Terry Hargrave

Photo of Terry Hargrave

Position Emeritus Professor
Email thargrav@calpoly.edu
Web Page http://www.calpoly.edu/~thargrav/

Profile

Terry Hargrave received his B.ArcE at Washington State University in 1965. He earned the M.Arch from the Massachusetts Institute of Technology in 1978, following architectural solo and group practice in Seattle and Spokane. He has been on the Cal Poly faculty since 1978, teaching design studios every term as well as theory, drawing, painting, video and practice courses. He has also taught at Washington State University and the University of Idaho. Hargrave’s design studios cultivate critical thinking and generative strategies in a context driven by studies in visual culture, contemporary philosophy and post-modern poetics. His focus on the student’s collaborative and solo exploration of critical topics has influenced a generation of architects throughout California and internationally at Morphosis, Eric Own Moss, OMA, Diller+Scofidio, Frank Gehry, and [coop]Himmelblau.

• INFORMATION SHOWN:

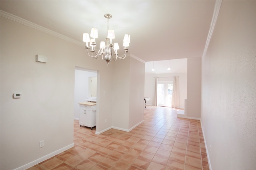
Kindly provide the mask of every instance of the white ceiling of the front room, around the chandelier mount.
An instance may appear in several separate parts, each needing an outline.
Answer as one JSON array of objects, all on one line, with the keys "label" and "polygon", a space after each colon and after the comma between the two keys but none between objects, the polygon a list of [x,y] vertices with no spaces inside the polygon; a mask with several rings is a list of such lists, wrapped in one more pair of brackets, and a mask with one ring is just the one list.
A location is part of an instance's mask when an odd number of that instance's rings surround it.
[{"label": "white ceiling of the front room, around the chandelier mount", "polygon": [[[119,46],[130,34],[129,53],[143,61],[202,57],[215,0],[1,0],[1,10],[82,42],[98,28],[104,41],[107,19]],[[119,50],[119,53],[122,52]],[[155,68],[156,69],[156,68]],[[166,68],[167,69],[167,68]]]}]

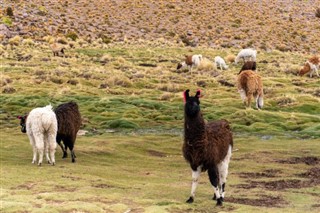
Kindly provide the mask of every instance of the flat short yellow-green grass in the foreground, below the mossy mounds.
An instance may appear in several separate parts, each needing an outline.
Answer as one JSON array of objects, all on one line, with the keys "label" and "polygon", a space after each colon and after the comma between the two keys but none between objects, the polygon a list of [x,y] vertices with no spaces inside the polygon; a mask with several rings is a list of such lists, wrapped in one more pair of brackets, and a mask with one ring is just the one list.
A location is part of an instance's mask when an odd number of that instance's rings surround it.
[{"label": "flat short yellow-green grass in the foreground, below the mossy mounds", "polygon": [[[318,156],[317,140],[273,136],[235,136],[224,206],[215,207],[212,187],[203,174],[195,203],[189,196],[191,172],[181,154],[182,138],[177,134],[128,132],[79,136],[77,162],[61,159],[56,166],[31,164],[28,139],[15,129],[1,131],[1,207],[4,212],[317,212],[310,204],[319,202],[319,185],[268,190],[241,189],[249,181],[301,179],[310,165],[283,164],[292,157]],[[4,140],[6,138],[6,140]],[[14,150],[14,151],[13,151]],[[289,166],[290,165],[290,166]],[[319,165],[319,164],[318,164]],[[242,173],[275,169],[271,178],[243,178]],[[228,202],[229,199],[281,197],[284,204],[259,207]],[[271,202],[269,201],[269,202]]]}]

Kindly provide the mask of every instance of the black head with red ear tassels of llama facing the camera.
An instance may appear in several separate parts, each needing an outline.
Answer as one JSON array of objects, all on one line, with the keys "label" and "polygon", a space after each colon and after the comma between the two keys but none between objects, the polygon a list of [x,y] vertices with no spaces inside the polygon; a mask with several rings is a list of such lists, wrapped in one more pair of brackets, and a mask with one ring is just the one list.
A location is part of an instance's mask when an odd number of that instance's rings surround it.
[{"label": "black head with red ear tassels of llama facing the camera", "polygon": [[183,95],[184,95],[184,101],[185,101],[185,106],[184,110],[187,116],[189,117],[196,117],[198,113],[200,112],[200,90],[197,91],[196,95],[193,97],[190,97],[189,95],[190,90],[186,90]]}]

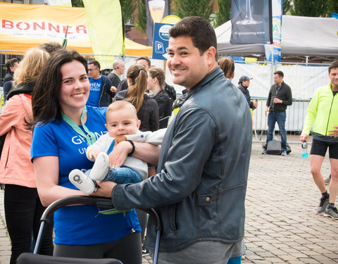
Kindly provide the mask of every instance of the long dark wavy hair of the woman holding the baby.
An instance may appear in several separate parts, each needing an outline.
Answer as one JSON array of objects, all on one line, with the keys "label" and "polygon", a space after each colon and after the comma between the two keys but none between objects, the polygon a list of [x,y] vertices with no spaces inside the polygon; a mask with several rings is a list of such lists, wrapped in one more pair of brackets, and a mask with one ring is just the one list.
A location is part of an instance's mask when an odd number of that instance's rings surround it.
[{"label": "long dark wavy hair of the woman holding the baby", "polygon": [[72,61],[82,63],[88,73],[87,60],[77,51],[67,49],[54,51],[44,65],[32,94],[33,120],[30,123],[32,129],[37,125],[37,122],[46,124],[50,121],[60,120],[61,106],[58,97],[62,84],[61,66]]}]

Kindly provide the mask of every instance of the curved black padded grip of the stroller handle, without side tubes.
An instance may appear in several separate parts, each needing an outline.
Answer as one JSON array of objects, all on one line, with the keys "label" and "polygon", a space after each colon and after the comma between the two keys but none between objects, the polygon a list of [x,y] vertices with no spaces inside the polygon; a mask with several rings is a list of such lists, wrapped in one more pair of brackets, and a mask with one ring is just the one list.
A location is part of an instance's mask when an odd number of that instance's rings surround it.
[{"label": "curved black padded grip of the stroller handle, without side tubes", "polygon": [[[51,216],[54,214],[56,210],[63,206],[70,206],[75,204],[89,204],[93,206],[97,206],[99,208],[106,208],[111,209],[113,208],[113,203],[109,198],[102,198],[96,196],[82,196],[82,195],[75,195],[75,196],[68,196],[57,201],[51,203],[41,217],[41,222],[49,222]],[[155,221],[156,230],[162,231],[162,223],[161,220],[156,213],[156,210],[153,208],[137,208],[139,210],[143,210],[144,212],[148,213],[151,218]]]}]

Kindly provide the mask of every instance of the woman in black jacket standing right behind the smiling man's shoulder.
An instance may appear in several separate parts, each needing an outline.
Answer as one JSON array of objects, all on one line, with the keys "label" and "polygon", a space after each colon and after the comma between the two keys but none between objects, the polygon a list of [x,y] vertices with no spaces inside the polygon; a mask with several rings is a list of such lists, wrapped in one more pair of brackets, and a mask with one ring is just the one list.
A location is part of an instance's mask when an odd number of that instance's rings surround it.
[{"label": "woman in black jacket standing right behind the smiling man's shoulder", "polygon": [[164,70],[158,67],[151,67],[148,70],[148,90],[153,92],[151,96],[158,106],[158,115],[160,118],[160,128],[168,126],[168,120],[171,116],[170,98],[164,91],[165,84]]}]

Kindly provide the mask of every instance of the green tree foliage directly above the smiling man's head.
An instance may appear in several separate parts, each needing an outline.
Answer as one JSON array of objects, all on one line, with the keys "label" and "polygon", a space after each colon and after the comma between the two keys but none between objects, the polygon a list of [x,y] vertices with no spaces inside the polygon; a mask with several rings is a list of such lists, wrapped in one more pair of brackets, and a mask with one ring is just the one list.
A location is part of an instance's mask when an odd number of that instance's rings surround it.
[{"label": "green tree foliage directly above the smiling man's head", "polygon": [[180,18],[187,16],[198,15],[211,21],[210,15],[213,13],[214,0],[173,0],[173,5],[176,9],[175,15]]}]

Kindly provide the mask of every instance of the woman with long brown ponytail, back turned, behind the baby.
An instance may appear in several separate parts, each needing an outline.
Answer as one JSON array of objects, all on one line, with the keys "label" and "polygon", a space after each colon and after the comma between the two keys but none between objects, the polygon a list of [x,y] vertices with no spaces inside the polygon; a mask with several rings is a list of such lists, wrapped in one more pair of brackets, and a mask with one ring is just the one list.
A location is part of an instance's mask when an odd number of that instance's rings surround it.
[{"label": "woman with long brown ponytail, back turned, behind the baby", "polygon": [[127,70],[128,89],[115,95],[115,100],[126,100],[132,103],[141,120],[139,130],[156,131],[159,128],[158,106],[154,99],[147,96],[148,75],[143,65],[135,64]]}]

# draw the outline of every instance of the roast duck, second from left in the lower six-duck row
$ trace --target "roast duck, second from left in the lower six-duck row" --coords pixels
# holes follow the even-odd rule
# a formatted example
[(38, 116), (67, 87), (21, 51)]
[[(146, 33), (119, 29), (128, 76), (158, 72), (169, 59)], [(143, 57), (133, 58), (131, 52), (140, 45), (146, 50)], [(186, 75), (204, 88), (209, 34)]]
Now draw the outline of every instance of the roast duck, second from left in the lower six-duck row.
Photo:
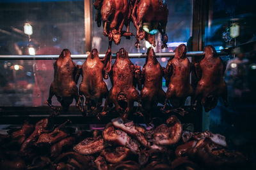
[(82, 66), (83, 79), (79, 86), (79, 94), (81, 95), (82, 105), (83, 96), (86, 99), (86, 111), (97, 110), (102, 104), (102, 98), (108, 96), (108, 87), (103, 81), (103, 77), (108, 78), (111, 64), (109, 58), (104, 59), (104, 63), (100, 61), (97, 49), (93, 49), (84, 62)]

• EXERCISE GOAL:
Please answer from the profile:
(a) What position does Terry Hargrave hold?
(b) In what year did he receive his B.ArcE at Washington State University?
(c) From which institution did he earn the M.Arch?
These lines have no connection to the profile.

• ANSWER:
(a) Emeritus Professor
(b) 1965
(c) The Massachusetts Institute of Technology